The task: Give again the lines of the data from its first line through the line with "<point>375,58</point>". Change nothing.

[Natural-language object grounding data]
────────────────────

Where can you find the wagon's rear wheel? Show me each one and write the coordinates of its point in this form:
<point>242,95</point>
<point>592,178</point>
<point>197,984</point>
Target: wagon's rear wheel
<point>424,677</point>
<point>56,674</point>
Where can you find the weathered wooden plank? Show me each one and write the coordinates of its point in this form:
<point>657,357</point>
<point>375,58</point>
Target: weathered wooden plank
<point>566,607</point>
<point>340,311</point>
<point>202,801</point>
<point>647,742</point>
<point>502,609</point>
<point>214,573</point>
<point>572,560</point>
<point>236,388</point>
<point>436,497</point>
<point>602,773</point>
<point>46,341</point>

────────────────────

Response:
Where can you find the wagon's rear wheel? Show me each one and write the coordinates of its point in this form:
<point>242,95</point>
<point>592,178</point>
<point>197,984</point>
Target: wagon's rear wheel
<point>424,677</point>
<point>56,674</point>
Where can you find the weathered wooden plank? Show me each one and write the coordinates of its point in this form:
<point>657,357</point>
<point>375,58</point>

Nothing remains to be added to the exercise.